Each entry here needs to be given again exactly.

Saved entries |

======

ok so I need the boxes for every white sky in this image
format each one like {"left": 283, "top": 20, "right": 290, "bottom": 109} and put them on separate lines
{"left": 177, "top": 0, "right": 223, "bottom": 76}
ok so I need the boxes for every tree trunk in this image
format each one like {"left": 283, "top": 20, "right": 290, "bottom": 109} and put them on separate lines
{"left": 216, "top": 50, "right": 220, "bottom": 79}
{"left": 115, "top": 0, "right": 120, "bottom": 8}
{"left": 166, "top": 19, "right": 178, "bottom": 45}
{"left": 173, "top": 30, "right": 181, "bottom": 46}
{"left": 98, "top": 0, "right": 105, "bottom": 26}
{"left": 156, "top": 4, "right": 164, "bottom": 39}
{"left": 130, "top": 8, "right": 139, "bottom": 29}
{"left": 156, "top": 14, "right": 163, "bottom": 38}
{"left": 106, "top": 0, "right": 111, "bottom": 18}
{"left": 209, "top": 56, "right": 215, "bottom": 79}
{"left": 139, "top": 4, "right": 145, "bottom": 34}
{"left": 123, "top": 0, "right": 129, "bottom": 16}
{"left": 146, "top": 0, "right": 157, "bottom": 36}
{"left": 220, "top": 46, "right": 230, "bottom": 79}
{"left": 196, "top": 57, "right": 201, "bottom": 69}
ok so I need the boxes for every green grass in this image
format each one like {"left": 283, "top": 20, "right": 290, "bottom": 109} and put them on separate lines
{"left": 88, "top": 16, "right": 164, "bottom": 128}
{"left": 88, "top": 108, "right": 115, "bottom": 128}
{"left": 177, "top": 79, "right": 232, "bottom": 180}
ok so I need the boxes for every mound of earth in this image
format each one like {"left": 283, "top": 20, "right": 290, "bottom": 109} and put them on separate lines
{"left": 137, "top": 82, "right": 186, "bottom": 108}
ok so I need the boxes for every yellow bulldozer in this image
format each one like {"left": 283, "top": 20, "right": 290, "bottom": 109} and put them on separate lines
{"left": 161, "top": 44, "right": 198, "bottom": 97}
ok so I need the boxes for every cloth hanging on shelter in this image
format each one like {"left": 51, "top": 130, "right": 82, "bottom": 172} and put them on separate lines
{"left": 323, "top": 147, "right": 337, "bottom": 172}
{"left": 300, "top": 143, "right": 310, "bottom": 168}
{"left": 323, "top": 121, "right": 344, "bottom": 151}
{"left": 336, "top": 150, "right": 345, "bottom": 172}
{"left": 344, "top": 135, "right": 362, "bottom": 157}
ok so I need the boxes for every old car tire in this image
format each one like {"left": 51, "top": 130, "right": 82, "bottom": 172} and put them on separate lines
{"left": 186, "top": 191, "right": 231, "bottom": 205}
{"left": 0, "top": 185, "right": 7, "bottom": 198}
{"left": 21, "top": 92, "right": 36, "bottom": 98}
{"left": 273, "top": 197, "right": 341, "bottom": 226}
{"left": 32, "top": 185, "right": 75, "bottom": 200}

======

Your solution |
ok so I need the boxes for every white sky in this image
format each one like {"left": 283, "top": 20, "right": 290, "bottom": 109} and put them on separate lines
{"left": 177, "top": 0, "right": 223, "bottom": 76}
ok so I need the boxes for every tree trunk in this image
format each one like {"left": 283, "top": 20, "right": 290, "bottom": 109} and put them on separate lines
{"left": 216, "top": 50, "right": 220, "bottom": 79}
{"left": 115, "top": 0, "right": 120, "bottom": 8}
{"left": 166, "top": 19, "right": 178, "bottom": 45}
{"left": 173, "top": 30, "right": 181, "bottom": 46}
{"left": 98, "top": 0, "right": 105, "bottom": 26}
{"left": 156, "top": 4, "right": 164, "bottom": 39}
{"left": 130, "top": 8, "right": 139, "bottom": 29}
{"left": 156, "top": 14, "right": 163, "bottom": 38}
{"left": 106, "top": 0, "right": 111, "bottom": 18}
{"left": 209, "top": 56, "right": 215, "bottom": 79}
{"left": 139, "top": 4, "right": 145, "bottom": 34}
{"left": 123, "top": 0, "right": 129, "bottom": 16}
{"left": 146, "top": 0, "right": 157, "bottom": 36}
{"left": 220, "top": 46, "right": 230, "bottom": 79}
{"left": 196, "top": 57, "right": 201, "bottom": 69}
ok so I need the boxes for every green grass in this image
format each one like {"left": 283, "top": 20, "right": 290, "bottom": 109} and put them on separate lines
{"left": 88, "top": 16, "right": 164, "bottom": 128}
{"left": 88, "top": 108, "right": 115, "bottom": 128}
{"left": 177, "top": 79, "right": 232, "bottom": 180}
ok so I need the boxes for every mound of earth in this image
format each one like {"left": 283, "top": 20, "right": 290, "bottom": 109} and put them on separate lines
{"left": 137, "top": 82, "right": 186, "bottom": 108}
ok so I need the boxes for every yellow bulldozer in this image
format each one like {"left": 283, "top": 20, "right": 290, "bottom": 109} and put them on separate lines
{"left": 161, "top": 44, "right": 198, "bottom": 97}
ok so I need the boxes for every cloth hanging on shelter in this image
format each one like {"left": 51, "top": 130, "right": 82, "bottom": 172} and put them on separate lines
{"left": 323, "top": 147, "right": 337, "bottom": 172}
{"left": 300, "top": 143, "right": 310, "bottom": 168}
{"left": 323, "top": 121, "right": 344, "bottom": 151}
{"left": 336, "top": 150, "right": 345, "bottom": 172}
{"left": 344, "top": 135, "right": 362, "bottom": 157}
ok so I need the boxes for every old car tire in this image
format each one like {"left": 51, "top": 130, "right": 82, "bottom": 172} and put them on separate lines
{"left": 186, "top": 191, "right": 231, "bottom": 205}
{"left": 0, "top": 185, "right": 7, "bottom": 198}
{"left": 21, "top": 92, "right": 36, "bottom": 98}
{"left": 273, "top": 197, "right": 341, "bottom": 226}
{"left": 32, "top": 185, "right": 75, "bottom": 200}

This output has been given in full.